** begin DATA LINES **

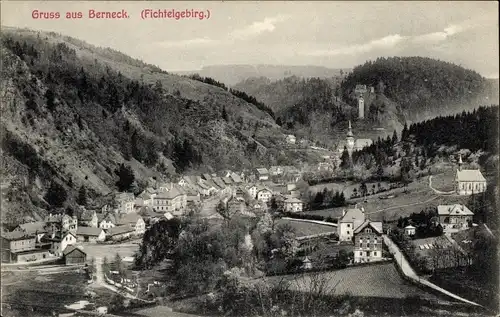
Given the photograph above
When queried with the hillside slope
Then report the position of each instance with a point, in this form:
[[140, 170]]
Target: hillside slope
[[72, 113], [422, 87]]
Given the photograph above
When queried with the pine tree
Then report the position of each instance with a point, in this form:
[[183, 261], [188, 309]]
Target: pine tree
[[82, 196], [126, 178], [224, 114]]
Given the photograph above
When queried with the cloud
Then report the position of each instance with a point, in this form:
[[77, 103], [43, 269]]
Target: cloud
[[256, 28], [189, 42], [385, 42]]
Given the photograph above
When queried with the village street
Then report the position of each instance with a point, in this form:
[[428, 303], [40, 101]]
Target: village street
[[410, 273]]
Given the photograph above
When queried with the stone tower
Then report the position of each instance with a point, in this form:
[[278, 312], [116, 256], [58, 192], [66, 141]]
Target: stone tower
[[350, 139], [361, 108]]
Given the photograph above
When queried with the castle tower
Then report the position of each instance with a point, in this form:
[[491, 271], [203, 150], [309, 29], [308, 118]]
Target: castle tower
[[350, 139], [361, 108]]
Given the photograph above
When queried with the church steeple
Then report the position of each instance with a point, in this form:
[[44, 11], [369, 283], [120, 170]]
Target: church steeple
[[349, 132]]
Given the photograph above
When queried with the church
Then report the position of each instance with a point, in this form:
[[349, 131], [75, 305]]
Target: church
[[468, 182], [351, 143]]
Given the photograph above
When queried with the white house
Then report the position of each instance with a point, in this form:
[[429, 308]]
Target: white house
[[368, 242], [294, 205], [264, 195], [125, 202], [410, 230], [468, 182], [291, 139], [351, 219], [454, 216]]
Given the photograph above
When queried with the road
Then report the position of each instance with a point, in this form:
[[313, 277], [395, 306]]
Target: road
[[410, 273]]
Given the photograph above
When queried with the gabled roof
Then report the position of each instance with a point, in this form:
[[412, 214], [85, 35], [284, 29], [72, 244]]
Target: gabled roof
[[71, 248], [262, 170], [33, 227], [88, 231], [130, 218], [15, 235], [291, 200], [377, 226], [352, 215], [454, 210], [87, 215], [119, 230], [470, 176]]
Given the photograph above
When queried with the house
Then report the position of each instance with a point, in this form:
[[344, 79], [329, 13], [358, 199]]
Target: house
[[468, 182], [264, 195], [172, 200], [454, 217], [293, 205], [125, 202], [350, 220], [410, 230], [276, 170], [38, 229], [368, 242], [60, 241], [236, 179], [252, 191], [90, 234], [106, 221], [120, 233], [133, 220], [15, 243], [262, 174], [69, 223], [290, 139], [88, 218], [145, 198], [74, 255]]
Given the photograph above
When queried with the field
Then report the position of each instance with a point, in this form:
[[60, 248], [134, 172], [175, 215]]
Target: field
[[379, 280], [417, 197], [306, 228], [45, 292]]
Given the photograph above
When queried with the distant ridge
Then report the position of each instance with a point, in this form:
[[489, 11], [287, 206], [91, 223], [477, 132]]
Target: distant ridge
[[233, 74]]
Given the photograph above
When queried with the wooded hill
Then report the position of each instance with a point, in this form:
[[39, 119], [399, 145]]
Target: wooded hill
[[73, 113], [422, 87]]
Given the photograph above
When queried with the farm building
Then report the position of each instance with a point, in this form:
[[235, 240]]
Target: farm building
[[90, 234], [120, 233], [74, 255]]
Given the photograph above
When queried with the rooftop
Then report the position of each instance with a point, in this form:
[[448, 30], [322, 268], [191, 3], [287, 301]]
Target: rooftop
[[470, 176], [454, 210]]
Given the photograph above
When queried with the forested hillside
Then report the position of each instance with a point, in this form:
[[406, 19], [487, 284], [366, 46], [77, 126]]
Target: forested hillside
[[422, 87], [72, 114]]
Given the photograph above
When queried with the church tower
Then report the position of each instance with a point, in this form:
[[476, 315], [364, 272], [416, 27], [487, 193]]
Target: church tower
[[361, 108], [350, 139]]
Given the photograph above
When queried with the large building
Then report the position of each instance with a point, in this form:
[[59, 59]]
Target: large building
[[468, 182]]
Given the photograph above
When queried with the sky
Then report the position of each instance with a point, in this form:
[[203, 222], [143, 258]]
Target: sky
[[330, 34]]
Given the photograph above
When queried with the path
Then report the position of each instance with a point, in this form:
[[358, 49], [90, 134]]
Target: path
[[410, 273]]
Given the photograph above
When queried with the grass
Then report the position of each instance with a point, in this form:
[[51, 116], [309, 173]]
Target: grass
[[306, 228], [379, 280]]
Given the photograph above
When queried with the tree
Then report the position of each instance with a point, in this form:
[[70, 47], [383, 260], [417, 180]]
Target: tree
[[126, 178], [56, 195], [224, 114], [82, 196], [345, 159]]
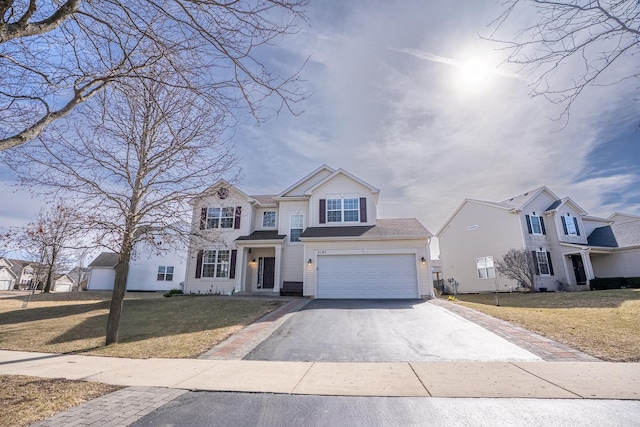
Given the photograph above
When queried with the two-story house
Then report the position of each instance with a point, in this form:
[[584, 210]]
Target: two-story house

** end DATA LINES **

WHAT THE EXERCISE ASKS |
Rewrite the items from their start through the line containing "[[468, 182], [351, 143]]", both ends included, with the requests kept in. Shift every point coordinate in the answers by -116, leave the numbers in the requests and their format samples unchanged, and omit the pictures.

THE RESPONSE |
Given the photograph above
When queried with the hillside slope
Then report the position of each instance with a point, in this form:
[[140, 170]]
Target: hillside slope
[[-44, -3], [306, -29]]
Given the photograph above
When queried with the pine tree
Then report the position of each instance with a point, in this form:
[[183, 261], [188, 309]]
Target: pine tree
[[-34, 80], [10, 62], [108, -2]]
Given the photograph above
When queried with the cloud
Then report the position of each instance with a point, in this form:
[[77, 103], [43, 269]]
Target: cloud
[[140, -88], [73, -74], [269, -74]]
Given the photograph above
When queried with the village street
Then report the position of each instance with a point, in this form:
[[428, 303], [40, 101]]
Target: village street
[[294, 157]]
Given the photograph above
When queried with the stone tower
Then report the position of each instance with a point, in this form:
[[278, 312], [116, 256], [58, 192], [66, 141]]
Target: stone tower
[[234, 23], [245, -8]]
Given the photograph above
When queried with the castle tower
Then report the position of each instance with a point, in this form:
[[491, 271], [203, 150], [309, 29], [308, 118]]
Target: castle tower
[[234, 23], [245, -8]]
Given the photograph above
When queried with the church steeple
Then report the position of each instance with a point, in this form:
[[44, 11], [369, 283], [120, 170]]
Target: church steeple
[[233, 16]]
Given the photograph above
When queried with the church
Then report the position of each instance with a point, in this form:
[[349, 131], [75, 305]]
Target: church
[[352, 66], [235, 27]]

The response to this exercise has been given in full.